TASK STATEMENT:
Rewrite these lines with "corduroy" swapped for "flannel", leaving everything else unchanged.

[Stored dataset items]
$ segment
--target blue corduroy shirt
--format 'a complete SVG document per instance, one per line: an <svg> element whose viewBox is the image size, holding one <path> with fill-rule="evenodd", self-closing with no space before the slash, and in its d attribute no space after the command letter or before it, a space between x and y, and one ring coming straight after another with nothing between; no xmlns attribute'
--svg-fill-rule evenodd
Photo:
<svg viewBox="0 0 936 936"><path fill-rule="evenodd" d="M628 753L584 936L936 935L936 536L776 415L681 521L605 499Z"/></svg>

OUTPUT FOR THIS TASK:
$ segment
--target blue flannel shirt
--format 'a complete SVG document per instance, one per line: an <svg> element whose viewBox is the image size, holding one <path> with fill-rule="evenodd", self-closing with no space before the slash, and in its d attribute no space after the command letter or before it, a space between x and y, and one ring coming straight after another with nothing between; no xmlns attribute'
--svg-fill-rule evenodd
Photo:
<svg viewBox="0 0 936 936"><path fill-rule="evenodd" d="M628 753L584 936L936 935L936 536L776 415L681 521L605 499Z"/></svg>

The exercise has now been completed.